- **SHORT EXERCISE A**
Answer these questions using the blog post on Bradley Wiggins:
(i) Who sent the narrator the interview with Wiggins?
(ii) To which col was the narrator's delayed ride headed?
(iii) Which two organizations co-produced the interview?

As the Olympic Games come to a spectacular end, and I look back on two wonderful weeks of sport, during which Paris seemed to have taken the same happiness pill London that swallowed three Olympiads ago, a quick blog on one of the 2012 heroes, Sir Bradley Wiggins.
As one of those mad Brits who only likes the heat when out riding his bike under searing sunshine, I was just about to head out in the French heatwave this morning, when my son Rory messaged me. Attached was an interview with Wiggins he had just watched, which he said was really worth a look. It gave me an excuse to delay my ride to the Col de Madeleine for an hour or so. Rory also pointed out that during the interview, the multiple gold medal Olympian and Tour de France winner had mentioned me two thirds of the way through as having helped him open up about his mental health, and come to terms with the trauma of having been sexually groomed and abused in his childhood. My ego was sufficiently piqued by that to sit down and watch from start to finish.
It honestly is worth an hour of your time too. Here it is, a co-production between Original Penguin EU and CALM, The Campaign Against Living Miserably, which does so much great work in the field of suicide policy and suicide prevention.

- **EXERCISE INPUTS**
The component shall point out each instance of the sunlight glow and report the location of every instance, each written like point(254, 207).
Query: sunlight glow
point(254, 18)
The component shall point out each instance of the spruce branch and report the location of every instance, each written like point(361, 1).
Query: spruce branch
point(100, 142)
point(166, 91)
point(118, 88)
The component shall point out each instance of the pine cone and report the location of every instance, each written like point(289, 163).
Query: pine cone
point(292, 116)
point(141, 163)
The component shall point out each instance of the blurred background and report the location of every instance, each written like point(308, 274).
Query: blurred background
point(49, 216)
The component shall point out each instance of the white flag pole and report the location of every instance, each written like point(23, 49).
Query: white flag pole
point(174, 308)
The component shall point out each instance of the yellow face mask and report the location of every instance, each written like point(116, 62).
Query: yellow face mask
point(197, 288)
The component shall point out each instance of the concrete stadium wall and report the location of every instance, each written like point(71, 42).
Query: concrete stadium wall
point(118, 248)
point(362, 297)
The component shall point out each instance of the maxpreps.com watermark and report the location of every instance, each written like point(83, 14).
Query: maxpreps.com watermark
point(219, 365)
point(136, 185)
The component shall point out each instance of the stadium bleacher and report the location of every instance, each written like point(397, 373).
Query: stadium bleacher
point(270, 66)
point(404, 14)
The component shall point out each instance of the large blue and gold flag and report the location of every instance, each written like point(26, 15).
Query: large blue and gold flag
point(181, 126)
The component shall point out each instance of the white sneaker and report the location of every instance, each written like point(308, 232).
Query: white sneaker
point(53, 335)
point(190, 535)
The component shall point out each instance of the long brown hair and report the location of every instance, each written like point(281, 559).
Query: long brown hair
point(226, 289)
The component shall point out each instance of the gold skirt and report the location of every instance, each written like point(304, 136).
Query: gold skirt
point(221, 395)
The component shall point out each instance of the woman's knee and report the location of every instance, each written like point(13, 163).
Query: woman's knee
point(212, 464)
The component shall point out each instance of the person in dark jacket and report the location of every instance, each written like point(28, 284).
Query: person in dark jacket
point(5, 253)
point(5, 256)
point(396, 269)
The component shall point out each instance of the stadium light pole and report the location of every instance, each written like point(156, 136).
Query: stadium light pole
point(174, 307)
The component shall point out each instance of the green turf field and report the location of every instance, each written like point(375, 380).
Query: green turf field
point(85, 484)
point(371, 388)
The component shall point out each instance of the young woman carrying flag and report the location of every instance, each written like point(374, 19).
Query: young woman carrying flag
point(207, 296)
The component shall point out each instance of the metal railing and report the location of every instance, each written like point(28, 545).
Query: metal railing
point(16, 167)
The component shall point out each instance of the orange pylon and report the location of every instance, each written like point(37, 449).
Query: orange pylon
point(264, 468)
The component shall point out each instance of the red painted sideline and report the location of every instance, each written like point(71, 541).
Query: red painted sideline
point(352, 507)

- **SHORT EXERCISE B**
Format the lines of the entries from the line containing "The component shall point out each instance of the yellow" to the line containing "point(190, 535)" as a Markdown table with the columns No. and Line. Number each row and omit blank lines.

- **COMPLETE OUTPUT A**
(i) Rory, the narrator's son.
(ii) The Col de Madeleine.
(iii) Original Penguin EU and CALM, The Campaign Against Living Miserably.

- **COMPLETE OUTPUT B**
| No. | Line |
|---|---|
| 1 | The component shall point out each instance of the yellow face mask and report the location of every instance, each written like point(116, 62). |
| 2 | Query: yellow face mask |
| 3 | point(197, 288) |
| 4 | The component shall point out each instance of the concrete stadium wall and report the location of every instance, each written like point(71, 42). |
| 5 | Query: concrete stadium wall |
| 6 | point(118, 248) |
| 7 | point(362, 297) |
| 8 | The component shall point out each instance of the maxpreps.com watermark and report the location of every instance, each written like point(83, 14). |
| 9 | Query: maxpreps.com watermark |
| 10 | point(219, 365) |
| 11 | point(136, 185) |
| 12 | The component shall point out each instance of the stadium bleacher and report the location of every instance, each written like point(397, 373). |
| 13 | Query: stadium bleacher |
| 14 | point(270, 66) |
| 15 | point(404, 14) |
| 16 | The component shall point out each instance of the large blue and gold flag and report the location of every instance, each written like point(26, 15). |
| 17 | Query: large blue and gold flag |
| 18 | point(181, 126) |
| 19 | The component shall point out each instance of the white sneaker and report the location of every instance, each written like point(308, 232). |
| 20 | Query: white sneaker |
| 21 | point(53, 335) |
| 22 | point(190, 535) |